#### [SOURCE PASSAGE]
Post-Employment Benefits.  The Company sponsors life insurance coverage as well as medical benefits, including prescription drug coverage, to certain retired employees and their spouses.  In 2014, the Company made a change to the plan to terminate post-employment health care and life insurance benefits for all union employees except for a specified grandfathered group.  At December 31, 2019, the plan covered 166 participants, both active and retired.  The post-employment health care benefit is contributory for spouses under certain circumstances.  Otherwise, participant contribution premiums are not required.  The health care plan contains fixed deductibles, co-pays, coinsurance, and out-of-pocket limitations.  The life insurance segment of the plan is noncontributory and is available to retirees only.
 
The Company funds the post-employment benefit on a pay-as-you-go basis, and there are no assets that have been segregated and restricted to provide for post-employment benefits.  Benefit eligibility for the current remaining grandfathered active group (23 employees) is age 62 and 5 years of service. The Company pays claims and premiums as they are submitted.  The Company provides varied levels of benefits to participants depending upon the date of retirement and the location in which the employee worked.  An older group of grandfathered retirees receives lifetime health care coverage.  All other retirees receive coverage to age 65 through continuation of the Company group medical plan and a lump sum advance premium to the MediGap carrier of the retiree’s choice.  Life insurance is available over the lifetime of the retiree in all cases.

As of December 31, 2019 and 2018, total current benefit obligation recorded in Accrued expense on the Consolidated Balance Sheets was $441 and $467, respectively. As of December 31, 2019 and 2018, total noncurrent benefit obligation was $2,509 and $2,595, which was recorded in Other noncurrent liabilities on the Consolidated Balance Sheets, respectively.

Share-Based Compensation Plans.  As of December 31, 2019, the Company was authorized to issue 40,000,000 shares of Common Stock and had a treasury share balance of 1,087,840 at December 31, 2019.

The Company currently has two active share-based compensation plans: the Employee Equity Incentive Plan of 2014 (the "2014 Plan") and the Non-Employee Director Equity Incentive Plan (the "Directors' Plan"). The plans were approved by shareholders at the Company’s annual meeting in May 2014. The 2014 Plan replaced the 2004 Plan. Detail of activities in both plans follows below.

#### [RECORDS SUPPLIED]

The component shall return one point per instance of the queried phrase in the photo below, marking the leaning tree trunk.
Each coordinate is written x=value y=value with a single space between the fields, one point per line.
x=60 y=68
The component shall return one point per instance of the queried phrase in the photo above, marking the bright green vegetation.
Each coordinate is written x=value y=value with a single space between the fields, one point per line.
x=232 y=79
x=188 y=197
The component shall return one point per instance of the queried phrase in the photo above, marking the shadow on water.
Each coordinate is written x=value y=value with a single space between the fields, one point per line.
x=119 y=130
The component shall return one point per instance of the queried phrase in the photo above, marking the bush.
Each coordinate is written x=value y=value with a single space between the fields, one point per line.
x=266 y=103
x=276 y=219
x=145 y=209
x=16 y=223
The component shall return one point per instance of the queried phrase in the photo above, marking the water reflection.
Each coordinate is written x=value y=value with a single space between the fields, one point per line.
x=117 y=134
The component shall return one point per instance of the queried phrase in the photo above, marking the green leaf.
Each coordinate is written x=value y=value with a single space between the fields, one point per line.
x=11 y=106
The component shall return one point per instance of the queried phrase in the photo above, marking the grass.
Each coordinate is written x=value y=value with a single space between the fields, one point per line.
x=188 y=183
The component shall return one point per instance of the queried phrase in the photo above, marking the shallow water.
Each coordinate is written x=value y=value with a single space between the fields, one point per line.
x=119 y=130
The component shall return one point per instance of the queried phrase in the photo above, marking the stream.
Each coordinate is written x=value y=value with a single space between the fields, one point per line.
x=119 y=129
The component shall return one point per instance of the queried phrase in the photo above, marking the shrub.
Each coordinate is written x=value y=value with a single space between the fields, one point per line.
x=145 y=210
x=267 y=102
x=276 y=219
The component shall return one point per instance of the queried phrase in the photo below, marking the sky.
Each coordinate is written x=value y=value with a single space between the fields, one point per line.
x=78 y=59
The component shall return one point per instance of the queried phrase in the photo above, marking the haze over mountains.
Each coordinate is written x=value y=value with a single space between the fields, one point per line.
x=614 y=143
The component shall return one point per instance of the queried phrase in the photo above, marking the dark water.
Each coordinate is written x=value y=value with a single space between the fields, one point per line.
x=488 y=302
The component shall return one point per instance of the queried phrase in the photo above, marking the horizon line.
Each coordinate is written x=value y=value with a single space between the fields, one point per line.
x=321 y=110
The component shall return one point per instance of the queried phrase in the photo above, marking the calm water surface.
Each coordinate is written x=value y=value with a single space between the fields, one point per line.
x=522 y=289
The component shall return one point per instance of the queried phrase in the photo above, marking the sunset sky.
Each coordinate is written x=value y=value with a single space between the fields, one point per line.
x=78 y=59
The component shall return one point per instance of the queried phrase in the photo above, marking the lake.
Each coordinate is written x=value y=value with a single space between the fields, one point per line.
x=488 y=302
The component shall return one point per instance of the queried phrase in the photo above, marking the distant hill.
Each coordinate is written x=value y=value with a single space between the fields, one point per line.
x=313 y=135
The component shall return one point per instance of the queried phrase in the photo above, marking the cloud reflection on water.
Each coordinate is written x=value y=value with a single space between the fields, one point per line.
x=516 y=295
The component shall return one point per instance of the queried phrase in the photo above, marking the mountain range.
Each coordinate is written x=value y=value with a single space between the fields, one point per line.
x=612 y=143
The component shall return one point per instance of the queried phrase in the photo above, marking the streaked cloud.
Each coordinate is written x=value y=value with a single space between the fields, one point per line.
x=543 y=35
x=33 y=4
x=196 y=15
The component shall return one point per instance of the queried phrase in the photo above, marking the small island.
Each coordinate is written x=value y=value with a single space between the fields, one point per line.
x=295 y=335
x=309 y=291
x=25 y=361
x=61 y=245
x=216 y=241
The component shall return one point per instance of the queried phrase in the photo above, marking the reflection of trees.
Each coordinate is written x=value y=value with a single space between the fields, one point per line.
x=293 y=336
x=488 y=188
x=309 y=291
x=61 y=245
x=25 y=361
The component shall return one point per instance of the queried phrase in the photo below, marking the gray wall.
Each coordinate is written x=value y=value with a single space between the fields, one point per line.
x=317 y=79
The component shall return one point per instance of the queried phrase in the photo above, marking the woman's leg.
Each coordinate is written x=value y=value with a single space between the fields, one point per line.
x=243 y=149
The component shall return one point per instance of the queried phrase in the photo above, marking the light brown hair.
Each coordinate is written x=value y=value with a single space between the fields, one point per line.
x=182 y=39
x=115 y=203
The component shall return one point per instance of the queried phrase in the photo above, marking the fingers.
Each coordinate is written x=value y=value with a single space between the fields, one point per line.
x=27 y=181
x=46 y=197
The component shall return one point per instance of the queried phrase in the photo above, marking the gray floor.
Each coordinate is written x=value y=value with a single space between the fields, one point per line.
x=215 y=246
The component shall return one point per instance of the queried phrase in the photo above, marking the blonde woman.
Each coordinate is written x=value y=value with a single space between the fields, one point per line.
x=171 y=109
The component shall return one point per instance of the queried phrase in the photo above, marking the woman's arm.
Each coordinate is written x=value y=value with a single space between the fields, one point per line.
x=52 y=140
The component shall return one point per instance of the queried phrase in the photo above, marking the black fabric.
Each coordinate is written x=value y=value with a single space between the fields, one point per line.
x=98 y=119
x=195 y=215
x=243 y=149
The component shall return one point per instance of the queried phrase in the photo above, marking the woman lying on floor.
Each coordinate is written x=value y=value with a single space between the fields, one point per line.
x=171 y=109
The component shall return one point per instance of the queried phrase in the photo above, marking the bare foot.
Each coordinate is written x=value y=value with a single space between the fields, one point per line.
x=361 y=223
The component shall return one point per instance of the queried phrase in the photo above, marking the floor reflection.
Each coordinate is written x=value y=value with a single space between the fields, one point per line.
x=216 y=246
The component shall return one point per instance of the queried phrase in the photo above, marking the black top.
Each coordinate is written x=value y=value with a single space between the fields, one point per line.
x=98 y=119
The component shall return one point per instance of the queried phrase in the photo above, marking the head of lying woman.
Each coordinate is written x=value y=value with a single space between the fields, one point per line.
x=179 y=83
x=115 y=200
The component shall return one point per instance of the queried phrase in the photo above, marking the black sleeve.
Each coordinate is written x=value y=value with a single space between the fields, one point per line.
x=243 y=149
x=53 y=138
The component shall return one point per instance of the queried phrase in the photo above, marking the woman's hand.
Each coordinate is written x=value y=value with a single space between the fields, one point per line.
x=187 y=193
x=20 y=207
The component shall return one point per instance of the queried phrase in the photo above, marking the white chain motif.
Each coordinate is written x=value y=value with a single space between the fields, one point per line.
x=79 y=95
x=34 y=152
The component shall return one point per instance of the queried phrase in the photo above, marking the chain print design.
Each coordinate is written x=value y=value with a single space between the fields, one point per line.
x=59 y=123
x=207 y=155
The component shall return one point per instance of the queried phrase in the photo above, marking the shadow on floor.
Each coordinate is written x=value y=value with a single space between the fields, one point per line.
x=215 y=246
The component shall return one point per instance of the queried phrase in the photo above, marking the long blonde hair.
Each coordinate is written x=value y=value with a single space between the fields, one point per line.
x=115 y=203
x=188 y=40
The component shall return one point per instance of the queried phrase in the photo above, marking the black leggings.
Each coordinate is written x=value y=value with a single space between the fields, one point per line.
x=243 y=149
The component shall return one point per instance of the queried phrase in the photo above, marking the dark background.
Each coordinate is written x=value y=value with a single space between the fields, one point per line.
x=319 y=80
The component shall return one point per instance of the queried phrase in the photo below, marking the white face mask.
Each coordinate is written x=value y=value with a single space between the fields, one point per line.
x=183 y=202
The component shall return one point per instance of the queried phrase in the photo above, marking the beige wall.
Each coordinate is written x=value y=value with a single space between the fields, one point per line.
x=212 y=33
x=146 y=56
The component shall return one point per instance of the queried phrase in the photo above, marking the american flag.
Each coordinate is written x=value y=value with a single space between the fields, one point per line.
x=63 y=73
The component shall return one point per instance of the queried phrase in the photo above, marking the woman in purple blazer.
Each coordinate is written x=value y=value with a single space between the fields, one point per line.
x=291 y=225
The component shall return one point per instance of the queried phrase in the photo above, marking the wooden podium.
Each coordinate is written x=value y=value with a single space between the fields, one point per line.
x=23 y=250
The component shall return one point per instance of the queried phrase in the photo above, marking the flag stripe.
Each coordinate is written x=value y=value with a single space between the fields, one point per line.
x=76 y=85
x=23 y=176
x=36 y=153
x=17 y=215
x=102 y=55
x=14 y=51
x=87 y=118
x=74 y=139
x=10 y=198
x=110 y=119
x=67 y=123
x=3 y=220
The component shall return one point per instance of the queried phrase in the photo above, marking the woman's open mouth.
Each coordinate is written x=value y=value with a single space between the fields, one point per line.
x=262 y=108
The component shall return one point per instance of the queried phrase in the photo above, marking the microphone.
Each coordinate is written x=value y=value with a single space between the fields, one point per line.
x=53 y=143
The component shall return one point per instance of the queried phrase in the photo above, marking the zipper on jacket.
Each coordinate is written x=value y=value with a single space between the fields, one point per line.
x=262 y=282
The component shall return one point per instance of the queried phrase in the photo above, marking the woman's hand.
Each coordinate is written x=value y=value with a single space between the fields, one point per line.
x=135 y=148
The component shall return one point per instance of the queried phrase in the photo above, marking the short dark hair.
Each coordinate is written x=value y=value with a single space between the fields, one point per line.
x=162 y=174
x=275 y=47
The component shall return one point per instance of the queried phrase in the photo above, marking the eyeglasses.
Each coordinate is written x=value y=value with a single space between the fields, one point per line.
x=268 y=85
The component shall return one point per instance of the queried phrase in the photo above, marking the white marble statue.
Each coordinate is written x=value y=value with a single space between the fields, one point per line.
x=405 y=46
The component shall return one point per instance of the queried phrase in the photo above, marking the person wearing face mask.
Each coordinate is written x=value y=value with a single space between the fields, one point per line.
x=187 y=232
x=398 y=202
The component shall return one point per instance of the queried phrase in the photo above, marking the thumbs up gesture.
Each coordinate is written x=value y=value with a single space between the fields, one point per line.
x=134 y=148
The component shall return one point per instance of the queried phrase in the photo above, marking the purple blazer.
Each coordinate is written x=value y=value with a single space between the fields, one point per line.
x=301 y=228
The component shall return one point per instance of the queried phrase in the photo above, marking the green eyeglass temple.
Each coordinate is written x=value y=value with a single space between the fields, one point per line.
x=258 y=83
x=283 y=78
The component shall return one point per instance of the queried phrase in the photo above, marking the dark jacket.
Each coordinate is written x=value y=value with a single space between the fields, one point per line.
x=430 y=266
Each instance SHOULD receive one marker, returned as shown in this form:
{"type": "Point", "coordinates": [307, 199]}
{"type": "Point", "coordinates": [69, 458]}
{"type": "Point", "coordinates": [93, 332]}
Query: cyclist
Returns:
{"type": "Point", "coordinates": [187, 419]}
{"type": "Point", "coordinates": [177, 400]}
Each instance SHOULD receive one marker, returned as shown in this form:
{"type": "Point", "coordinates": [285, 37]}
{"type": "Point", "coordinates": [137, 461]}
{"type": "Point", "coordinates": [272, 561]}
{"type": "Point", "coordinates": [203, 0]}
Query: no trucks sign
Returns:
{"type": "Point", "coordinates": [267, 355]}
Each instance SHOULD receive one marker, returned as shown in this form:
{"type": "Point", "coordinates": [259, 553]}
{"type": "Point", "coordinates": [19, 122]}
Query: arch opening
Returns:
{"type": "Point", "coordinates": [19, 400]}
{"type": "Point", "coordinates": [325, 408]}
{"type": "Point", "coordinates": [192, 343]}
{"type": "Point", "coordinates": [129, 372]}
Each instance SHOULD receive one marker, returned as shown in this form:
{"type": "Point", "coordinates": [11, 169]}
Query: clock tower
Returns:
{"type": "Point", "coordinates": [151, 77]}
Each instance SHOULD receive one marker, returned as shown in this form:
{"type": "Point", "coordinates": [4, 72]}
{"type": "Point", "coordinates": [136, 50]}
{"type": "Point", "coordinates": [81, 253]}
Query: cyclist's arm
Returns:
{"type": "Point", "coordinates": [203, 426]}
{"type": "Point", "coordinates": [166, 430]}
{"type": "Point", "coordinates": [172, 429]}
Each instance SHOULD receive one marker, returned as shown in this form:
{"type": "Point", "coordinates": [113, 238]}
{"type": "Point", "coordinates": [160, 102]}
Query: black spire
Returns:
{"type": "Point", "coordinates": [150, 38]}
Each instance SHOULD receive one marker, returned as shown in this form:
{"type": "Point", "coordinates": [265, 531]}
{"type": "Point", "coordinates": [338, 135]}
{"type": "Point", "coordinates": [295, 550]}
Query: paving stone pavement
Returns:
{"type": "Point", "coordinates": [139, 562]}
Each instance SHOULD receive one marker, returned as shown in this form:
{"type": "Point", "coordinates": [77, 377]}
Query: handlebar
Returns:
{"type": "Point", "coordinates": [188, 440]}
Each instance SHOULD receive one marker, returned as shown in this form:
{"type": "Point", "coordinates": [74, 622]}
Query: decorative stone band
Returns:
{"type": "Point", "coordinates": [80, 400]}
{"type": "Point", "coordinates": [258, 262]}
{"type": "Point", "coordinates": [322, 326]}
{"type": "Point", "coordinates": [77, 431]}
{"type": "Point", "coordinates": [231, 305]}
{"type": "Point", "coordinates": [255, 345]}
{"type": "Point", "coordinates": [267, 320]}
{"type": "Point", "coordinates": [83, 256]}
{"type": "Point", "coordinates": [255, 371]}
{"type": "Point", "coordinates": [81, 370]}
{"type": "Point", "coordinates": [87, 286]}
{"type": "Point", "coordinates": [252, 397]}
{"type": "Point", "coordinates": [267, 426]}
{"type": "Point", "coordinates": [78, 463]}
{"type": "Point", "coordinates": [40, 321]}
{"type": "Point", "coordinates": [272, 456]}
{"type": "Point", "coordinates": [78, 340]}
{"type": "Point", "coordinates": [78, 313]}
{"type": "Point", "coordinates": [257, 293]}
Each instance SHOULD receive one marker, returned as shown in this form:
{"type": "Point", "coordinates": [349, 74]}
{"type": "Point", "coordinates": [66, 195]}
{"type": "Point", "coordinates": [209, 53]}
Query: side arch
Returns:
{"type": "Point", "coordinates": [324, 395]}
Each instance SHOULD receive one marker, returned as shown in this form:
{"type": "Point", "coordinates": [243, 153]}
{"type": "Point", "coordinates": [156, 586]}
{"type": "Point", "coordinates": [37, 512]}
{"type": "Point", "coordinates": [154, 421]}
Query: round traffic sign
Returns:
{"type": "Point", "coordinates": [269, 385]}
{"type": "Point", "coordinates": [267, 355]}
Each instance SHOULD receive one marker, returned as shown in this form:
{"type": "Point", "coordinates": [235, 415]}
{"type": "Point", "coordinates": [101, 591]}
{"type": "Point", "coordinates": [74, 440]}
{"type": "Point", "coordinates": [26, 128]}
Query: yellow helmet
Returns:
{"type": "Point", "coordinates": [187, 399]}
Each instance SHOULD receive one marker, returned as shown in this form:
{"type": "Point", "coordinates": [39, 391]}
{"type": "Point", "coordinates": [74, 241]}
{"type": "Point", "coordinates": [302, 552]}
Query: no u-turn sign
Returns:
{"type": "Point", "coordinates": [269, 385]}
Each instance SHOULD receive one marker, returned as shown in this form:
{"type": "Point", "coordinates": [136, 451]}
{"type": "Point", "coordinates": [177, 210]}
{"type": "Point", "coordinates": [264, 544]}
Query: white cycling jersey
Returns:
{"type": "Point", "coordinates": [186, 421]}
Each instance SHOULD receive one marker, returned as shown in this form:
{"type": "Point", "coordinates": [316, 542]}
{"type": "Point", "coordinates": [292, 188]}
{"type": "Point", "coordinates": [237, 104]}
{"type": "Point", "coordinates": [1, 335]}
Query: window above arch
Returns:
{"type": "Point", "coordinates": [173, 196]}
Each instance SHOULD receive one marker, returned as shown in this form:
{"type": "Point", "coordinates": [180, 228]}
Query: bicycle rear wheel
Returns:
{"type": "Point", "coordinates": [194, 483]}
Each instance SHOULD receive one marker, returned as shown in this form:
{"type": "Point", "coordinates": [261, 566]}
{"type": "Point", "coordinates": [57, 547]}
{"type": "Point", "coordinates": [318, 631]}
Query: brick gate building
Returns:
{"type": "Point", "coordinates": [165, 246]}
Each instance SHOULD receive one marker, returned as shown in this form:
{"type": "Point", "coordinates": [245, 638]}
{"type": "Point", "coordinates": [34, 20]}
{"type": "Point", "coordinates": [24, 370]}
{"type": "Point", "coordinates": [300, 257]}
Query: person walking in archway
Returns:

#### [QUESTIONS]
1. Why do participants receive different levels of post-employment benefits, according to the passage on post-employment benefits and share-based compensation? Answer in one to three sentences.
2. Can you continue the passage on post-employment benefits and share-based compensation from where it stops?

#### [ANSWERS]
1. The Company varies benefit levels by each participant's date of retirement and the location where the employee worked.

2.
The Company’s share-based compensation plans provide for the awarding of stock options, stock appreciation rights, and shares of restricted stock and RSUs for senior executives and salaried employees, as well as for outside directors.   Compensation expense related to restricted stock awards is based on the market price of the stock on the date the Board of Directors communicates the approved award and is amortized over the vesting period of the restricted stock award. The
Consolidated Statements of Income for 2019, 2018, and 2017 reflect total share-based compensation costs and director fees for awarded grants of $2,424, $2,612, $2,245, respectively, related to these plans.

For long-term incentive awards to be granted in the form of RSUs in 2020 based on 2019 results, the Human Resources and Compensation Committee ("HRCC") determined that the grants would have performance conditions that would be based on the same performance metrics as the Short-Term Incentive Plan (the "STI Plan"). The performance metrics are operating income, earnings before interest, taxes, depreciation, and amortization ("EBITDA"), and EPS. Because management determined at the beginning of 2019 that the performance metrics would most likely be met, amortization of the estimated dollar pool of RSUs to be awarded based on 2019 results was started in the first quarter over an estimated 48 month period, including 12 months to the grant date and an additional 36 months to the vesting date. The Consolidated Statements of Income for 2019, 2018, and 2017 reflects share-based compensation costs for grants to be awarded of $123, $821, and $491, respectively.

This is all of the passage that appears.